Note that we define two ranking profiles in the search definition below. This allow us to decide which ranking profile to use at query time. We defined a ranking profile named tensor which only applies the dot-product between user and document latent factors for all matching documents and a ranking profile named nn_tensor, which rerank the top 200 documents using the neural network model discussed in the previous section.

We will walk through each part of the blog_post search definition, see blog_post.sd.

As always, we start the a search definition with the following line

We define the document type blog_post the same way we have done in the previous tutorial.

    document blog_post {

      # Field definitions
      # Examples:

      field date_gmt type string {
          indexing: summary
      }
      field language type string {
          indexing: summary
      }

      # Remaining fields as found in previous tutorial

    }

We define a ranking profile named tensor which rank all the matching documents by the dot-product between the document latent factor and the user latent factor. This is the same ranking expression used in the previous tutorial, which include code to retrieve the user latent factor based on the user_id sent by the query to Vespa.

    # Simpler ranking profile without
    # second-phase ranking
    rank-profile tensor {
      first-phase {
          expression {
              sum(query(user_item_cf) * attribute(user_item_cf))
          }
      }
    }

Since we want to evaluate the neural network model we have trained, we need to define where to find the model parameters (W1,W2,b1,b2). See the previous section for how to write the TensorFlow model parameters to Vespa Tensor format.

• **RAW DATA**:
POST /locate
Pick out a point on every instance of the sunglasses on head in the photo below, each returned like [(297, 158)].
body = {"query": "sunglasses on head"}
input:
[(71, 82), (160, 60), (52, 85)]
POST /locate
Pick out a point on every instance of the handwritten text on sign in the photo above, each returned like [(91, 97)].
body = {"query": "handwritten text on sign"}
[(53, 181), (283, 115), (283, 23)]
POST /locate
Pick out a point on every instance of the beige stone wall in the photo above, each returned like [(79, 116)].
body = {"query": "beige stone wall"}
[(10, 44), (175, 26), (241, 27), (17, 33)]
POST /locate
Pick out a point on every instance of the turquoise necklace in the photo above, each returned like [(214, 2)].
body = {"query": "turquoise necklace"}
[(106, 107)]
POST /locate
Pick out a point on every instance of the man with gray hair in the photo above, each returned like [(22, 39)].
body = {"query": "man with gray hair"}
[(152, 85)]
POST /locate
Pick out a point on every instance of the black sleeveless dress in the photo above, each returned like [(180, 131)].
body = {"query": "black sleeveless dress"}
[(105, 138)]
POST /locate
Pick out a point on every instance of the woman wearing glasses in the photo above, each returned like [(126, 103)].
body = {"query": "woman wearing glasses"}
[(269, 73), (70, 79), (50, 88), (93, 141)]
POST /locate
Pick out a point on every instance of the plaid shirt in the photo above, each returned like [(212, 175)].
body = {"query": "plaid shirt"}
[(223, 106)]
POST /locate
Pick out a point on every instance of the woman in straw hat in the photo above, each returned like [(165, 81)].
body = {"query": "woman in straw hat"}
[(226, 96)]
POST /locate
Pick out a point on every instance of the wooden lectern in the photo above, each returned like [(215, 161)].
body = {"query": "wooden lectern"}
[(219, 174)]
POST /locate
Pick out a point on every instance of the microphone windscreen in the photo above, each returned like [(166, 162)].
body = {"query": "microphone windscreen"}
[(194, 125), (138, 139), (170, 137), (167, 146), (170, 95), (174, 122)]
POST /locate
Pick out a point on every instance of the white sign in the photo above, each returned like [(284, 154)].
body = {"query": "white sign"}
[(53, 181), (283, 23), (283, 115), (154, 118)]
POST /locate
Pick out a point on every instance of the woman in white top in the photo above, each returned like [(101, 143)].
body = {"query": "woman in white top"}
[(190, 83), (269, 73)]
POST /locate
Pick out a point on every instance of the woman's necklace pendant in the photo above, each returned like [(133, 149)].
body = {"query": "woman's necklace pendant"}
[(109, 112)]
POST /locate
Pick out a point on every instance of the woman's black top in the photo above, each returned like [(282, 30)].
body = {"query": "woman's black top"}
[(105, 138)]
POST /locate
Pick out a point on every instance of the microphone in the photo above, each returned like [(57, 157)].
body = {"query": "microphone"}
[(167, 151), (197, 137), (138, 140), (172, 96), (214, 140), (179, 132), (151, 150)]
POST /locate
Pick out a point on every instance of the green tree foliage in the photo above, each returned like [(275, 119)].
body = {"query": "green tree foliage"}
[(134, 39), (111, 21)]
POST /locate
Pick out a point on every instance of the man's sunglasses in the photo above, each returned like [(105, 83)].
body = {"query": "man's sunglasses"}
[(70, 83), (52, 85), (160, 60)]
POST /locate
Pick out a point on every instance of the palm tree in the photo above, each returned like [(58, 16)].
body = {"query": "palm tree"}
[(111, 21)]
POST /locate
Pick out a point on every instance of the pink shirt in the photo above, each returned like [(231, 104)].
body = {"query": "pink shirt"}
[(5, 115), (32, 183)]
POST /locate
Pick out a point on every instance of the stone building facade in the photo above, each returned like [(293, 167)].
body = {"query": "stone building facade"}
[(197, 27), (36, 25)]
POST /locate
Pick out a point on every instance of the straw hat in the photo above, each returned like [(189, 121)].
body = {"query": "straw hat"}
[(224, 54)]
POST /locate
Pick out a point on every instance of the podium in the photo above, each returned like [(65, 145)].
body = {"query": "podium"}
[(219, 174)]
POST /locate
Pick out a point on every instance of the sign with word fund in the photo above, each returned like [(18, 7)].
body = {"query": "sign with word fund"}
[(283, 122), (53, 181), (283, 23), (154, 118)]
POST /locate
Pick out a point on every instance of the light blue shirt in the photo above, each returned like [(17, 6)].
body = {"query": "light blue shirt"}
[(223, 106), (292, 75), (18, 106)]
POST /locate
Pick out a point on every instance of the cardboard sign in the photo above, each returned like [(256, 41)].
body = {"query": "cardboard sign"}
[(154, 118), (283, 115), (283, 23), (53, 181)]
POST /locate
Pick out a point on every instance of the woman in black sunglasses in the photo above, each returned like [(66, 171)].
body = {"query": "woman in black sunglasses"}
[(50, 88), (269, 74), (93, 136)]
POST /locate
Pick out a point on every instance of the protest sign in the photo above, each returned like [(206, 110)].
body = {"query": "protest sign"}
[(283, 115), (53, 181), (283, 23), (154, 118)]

• **WHAT THE TASK ASKS**:
Transcribe the part of the search definition text that begins at the words "As always, we" and stops after "the previous tutorial.". Use only the text about the blog_post search definition.

• **FINAL RESULT**:
As always, we start the a search definition with the following line

We define the document type blog_post the same way we have done in the previous tutorial.